## [PROBLEM STATEMENT]
Collect each line in the rows below that contains the word "brick". Case counts, so match capital and lowercase letters exactly.

━━━━

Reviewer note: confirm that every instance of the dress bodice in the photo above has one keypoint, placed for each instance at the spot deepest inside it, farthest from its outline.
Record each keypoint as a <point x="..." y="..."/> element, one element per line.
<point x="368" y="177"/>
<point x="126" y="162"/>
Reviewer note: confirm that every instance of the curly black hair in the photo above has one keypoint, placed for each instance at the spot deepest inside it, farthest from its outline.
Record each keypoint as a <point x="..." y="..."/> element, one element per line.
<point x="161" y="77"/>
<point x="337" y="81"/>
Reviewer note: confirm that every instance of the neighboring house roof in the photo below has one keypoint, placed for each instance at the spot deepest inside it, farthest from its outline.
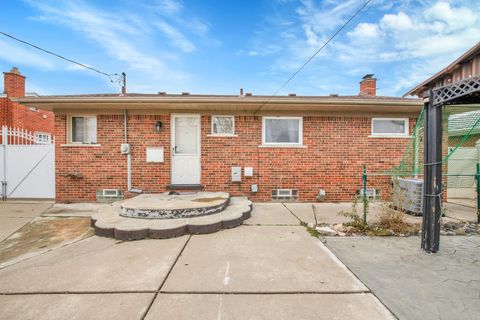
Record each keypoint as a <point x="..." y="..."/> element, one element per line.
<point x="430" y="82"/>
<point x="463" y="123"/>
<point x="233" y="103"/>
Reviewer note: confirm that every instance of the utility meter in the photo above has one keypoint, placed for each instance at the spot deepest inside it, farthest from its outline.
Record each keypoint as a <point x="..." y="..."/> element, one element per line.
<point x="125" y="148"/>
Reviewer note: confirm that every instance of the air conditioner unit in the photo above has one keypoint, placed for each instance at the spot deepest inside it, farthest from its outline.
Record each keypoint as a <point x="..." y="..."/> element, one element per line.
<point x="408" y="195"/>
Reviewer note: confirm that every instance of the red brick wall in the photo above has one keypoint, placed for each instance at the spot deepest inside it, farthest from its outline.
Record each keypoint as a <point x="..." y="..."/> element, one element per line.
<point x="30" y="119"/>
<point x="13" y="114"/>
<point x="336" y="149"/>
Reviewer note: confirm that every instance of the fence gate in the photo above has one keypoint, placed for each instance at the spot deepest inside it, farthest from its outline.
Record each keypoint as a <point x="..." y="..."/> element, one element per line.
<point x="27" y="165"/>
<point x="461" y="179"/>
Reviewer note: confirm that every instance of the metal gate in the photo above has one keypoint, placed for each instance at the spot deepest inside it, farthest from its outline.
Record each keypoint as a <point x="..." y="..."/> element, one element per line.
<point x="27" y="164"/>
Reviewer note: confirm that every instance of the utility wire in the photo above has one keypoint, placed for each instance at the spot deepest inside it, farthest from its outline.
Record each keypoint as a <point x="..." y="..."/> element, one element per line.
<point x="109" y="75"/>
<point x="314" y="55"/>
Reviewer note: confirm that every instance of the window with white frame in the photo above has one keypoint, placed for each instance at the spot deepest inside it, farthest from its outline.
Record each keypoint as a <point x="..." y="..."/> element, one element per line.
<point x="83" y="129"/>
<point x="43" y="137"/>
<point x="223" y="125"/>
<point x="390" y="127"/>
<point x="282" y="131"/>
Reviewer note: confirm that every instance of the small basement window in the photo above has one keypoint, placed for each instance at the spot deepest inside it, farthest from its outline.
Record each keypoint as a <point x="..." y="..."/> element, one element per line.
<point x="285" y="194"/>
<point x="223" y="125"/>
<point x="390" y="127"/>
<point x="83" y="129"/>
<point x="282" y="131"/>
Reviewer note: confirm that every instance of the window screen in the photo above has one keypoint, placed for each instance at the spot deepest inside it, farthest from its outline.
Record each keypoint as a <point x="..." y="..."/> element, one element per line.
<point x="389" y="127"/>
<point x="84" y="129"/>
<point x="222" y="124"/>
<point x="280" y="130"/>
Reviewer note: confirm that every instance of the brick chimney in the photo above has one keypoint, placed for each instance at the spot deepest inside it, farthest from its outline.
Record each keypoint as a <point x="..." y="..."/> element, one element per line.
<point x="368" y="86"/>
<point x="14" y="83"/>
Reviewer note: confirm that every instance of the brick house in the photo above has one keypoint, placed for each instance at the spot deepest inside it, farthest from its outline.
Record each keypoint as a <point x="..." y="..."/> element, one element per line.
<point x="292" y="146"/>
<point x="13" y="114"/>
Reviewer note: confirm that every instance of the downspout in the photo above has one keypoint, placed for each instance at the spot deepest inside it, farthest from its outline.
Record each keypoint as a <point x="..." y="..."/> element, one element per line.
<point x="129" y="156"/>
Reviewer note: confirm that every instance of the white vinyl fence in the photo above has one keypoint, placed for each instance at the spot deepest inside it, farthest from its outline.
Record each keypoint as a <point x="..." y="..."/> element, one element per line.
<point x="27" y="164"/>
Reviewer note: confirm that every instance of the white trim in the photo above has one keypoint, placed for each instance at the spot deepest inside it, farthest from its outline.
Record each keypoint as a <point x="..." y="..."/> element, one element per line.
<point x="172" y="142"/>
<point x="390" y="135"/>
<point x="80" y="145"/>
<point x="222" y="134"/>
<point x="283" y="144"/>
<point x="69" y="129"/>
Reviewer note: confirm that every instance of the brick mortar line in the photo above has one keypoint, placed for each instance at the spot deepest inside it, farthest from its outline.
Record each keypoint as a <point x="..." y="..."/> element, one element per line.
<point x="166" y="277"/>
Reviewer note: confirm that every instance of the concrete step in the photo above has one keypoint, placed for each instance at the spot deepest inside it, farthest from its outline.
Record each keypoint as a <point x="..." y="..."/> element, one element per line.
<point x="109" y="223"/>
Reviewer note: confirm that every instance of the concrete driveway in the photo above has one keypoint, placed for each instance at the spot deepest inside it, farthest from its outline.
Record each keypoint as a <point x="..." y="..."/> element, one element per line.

━━━━

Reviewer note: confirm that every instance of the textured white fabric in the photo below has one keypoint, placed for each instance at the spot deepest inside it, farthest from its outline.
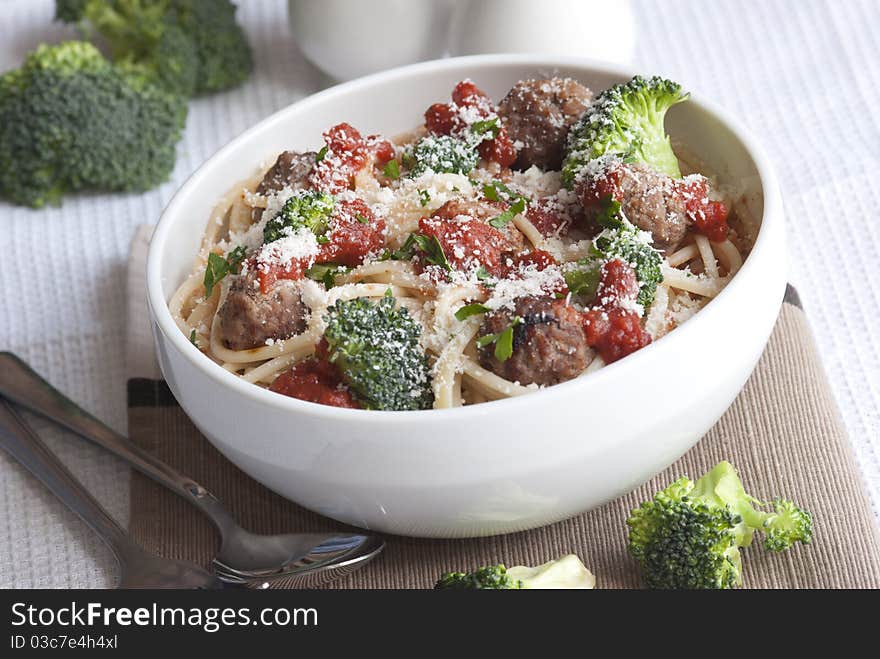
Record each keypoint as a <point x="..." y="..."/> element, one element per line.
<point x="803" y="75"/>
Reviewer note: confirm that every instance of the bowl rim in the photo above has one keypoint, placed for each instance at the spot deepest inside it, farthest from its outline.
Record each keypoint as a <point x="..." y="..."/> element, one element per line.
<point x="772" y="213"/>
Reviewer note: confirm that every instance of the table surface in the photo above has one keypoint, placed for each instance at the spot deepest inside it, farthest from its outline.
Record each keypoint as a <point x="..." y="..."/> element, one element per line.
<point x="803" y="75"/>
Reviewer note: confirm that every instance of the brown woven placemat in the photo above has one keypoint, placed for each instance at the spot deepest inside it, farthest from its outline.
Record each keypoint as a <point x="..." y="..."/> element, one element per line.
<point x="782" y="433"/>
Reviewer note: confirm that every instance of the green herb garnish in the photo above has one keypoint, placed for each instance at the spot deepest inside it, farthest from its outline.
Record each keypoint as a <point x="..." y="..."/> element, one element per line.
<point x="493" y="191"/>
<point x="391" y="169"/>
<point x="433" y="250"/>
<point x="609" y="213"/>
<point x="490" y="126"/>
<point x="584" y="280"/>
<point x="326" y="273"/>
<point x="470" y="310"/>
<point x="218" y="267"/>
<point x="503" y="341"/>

━━━━

## [ANSWER IN FULL]
Reviewer note: confirm that every instance of the red brick wall in the photo above has one keypoint, placed for each instance at the spot deepest inside it, farthest from its outline.
Reviewer note: confirm that every instance of the brick chimney in the photo above has one keypoint, placed for each instance at the spot deepest inside it, farthest from its outline.
Reviewer note: confirm that every instance of the brick house in the photo above has one keypoint, placed for each instance at the spot deepest inside it, farthest from its outline.
Reviewer note: confirm that every instance of the brick mortar line in the photo above has one keypoint, placed for each instance at the spot deepest inside it, farthest from its outline.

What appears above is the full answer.